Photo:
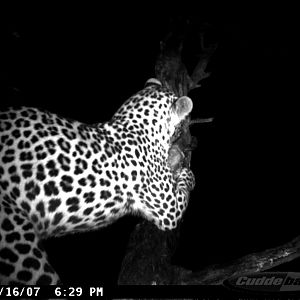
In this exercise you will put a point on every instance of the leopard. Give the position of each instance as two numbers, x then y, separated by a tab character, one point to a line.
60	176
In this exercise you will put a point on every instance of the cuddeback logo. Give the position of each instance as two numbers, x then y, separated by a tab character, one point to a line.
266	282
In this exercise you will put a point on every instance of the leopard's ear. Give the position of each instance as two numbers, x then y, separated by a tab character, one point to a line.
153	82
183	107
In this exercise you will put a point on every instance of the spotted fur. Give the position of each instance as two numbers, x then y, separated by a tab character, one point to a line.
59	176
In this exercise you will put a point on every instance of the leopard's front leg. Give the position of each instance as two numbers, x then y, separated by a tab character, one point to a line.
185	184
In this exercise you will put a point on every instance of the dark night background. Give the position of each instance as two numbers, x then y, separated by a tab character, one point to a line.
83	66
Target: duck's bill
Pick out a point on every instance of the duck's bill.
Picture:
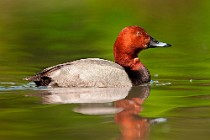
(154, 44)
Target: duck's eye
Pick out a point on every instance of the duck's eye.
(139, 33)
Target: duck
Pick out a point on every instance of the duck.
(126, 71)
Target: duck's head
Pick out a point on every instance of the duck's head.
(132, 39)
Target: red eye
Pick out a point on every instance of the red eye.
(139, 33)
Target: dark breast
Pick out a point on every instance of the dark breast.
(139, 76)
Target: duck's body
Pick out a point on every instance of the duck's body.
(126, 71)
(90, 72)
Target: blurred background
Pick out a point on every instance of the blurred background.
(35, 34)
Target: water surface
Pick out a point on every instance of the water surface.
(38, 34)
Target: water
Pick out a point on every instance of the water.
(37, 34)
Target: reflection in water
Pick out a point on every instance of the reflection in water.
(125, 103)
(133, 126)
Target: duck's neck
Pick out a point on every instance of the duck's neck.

• [Exercise aim] Everything in the listing above except the pictures should be duplicated exactly.

• [Solution]
Photo:
In this exercise you will put a point on every instance of the leopard. Give the position of each instance as two numbers, x then y, separated by a tab character, one point to a line.
60	176
In this exercise you will put a point on every instance of the cuddeback logo. Give the position of each instance as two numbers, x then y, separated by a tab character, one point to a line.
266	282
In this exercise you will put a point on every instance of the leopard's ear. Give the position of each instance as two numbers, x then y, separated by a tab character, one point to a line.
153	82
183	107
In this exercise you will put a point on every instance of the spotted fur. Give the position of each instance as two numbers, x then y, separated by a tab character, one point to a line.
59	176
In this exercise you will put a point on every instance of the leopard's front leg. Give the position of each instance as two numbers, x then y, separated by a tab character, one point to a line.
185	184
In this exercise you will put a point on every instance of the dark night background. Give the position of each instance as two numbers, x then y, separated by a tab character, one point to a line.
83	66
Target: duck's bill
Pick out a point on every instance of the duck's bill.
Picture:
(154, 44)
Target: duck's eye
Pick out a point on every instance of the duck's eye.
(139, 33)
Target: duck
Pick out a point on every instance of the duck.
(126, 71)
Target: duck's head
Pick out a point on every instance of the duck's head.
(132, 39)
Target: red eye
Pick out a point on every instance of the red eye.
(139, 33)
Target: dark breast
Pick out a point on every instance of the dark breast.
(139, 76)
Target: duck's body
Pick out a point on every instance of the duck's body.
(126, 71)
(90, 72)
Target: blurred background
Pick out a point on every instance of the blurred background.
(35, 34)
Target: water surface
Pick out a point on every instance of the water surface.
(38, 34)
Target: water
Pick out a point on every instance of the water.
(37, 34)
Target: reflection in water
Pick out a point on every instance of the reflection in water.
(125, 103)
(133, 126)
Target: duck's neck
Pick out a point on every instance of the duck's neck.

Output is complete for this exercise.